● Data in this exercise:

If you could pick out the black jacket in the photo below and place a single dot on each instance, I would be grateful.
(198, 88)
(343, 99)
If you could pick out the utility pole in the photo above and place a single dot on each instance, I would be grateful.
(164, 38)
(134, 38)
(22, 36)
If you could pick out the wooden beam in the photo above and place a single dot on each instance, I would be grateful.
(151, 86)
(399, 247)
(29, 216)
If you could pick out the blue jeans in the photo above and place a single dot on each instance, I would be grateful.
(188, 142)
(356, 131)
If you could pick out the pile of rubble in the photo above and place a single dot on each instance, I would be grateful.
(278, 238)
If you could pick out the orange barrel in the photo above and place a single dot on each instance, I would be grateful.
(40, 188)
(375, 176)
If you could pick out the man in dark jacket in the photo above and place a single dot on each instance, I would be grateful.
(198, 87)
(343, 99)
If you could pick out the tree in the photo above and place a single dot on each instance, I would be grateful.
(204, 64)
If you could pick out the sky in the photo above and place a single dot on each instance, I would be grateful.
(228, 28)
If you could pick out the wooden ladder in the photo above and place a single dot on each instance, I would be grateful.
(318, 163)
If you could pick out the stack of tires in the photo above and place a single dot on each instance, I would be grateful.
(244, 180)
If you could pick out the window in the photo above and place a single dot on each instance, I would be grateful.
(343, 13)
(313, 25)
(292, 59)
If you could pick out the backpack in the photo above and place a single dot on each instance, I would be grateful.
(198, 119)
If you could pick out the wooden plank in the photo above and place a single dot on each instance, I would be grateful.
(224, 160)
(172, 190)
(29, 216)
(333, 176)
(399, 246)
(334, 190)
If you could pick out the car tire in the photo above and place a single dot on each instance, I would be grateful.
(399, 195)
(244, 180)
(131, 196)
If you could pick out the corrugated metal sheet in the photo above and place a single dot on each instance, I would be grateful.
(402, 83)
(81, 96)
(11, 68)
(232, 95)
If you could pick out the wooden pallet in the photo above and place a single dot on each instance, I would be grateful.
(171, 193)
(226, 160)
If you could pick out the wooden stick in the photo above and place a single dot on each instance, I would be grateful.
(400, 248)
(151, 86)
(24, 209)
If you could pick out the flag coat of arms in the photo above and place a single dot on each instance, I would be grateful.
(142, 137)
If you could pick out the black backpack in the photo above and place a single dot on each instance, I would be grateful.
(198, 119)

● Request: Repeat every record, keeping each word and mark exactly as it is.

● Reply:
If you could pick out the black jacket in the photo below and place a single dot on each instance, I would be grateful.
(198, 88)
(343, 99)
If you could pick out the utility pole in the photo above and place a single dot on each instance, I would be grateful.
(164, 38)
(134, 38)
(22, 36)
If you could pick out the wooden beam in the photo above and place a single dot on each instance, I would be grateful.
(151, 86)
(399, 247)
(29, 216)
If you could pick out the blue jeans in the photo above and place a single dot on each instance, I would be grateful.
(188, 142)
(356, 131)
If you could pick out the pile of rubble in the photo above and place a single dot on each instance, I would be grateful.
(278, 238)
If you could pick out the orange barrel in the photo above and place a single dot on each instance, I would be grateful.
(40, 188)
(375, 176)
If you could pick out the man in dark jacket in the photo above and place a single dot on each instance, I would be grateful.
(198, 87)
(343, 99)
If you could pick out the tree in the photo above and place a single dot on each instance, I would be grateful.
(204, 64)
If you could pick out the sky in the photo above and place a single dot on each instance, I would be grateful.
(228, 28)
If you could pick out the wooden ladder in the photo above and place a single dot on each instance, I would be grateful.
(318, 163)
If you could pick out the stack of tires in the photo above and place a single dot on each instance, I would be grateful.
(244, 180)
If you could pick out the window in the photo above and place a single dot on each instance, I would be grateful.
(343, 13)
(313, 25)
(292, 59)
If you could pick out the backpack in the photo above and place a single dot on each instance, I would be grateful.
(198, 119)
If you could pick out the wooden plank in the photo above and place a single dot on each instance, I would be grateful.
(224, 160)
(172, 190)
(29, 216)
(333, 176)
(399, 246)
(334, 190)
If you could pick out the car tire in the photo above and place a single dot on each instance, I would be grateful.
(399, 195)
(244, 180)
(131, 196)
If you could pick out the corrugated metal sheet in the photo above and place a single dot on each instance, I would be grateful.
(402, 83)
(81, 96)
(11, 68)
(232, 95)
If you could pick out the wooden pallet in the photo above and place a single dot on each instance, I would be grateful.
(171, 193)
(226, 160)
If you could pick out the wooden stick in the photo above and place a single dot on each instance, I would be grateful.
(400, 248)
(151, 86)
(24, 209)
If you could pick out the flag coat of arms in the photo above and place a single dot on each instance, I would be grateful.
(142, 137)
If you could pick out the black backpack in the photo above and place a single dot on each instance, I would be grateful.
(198, 119)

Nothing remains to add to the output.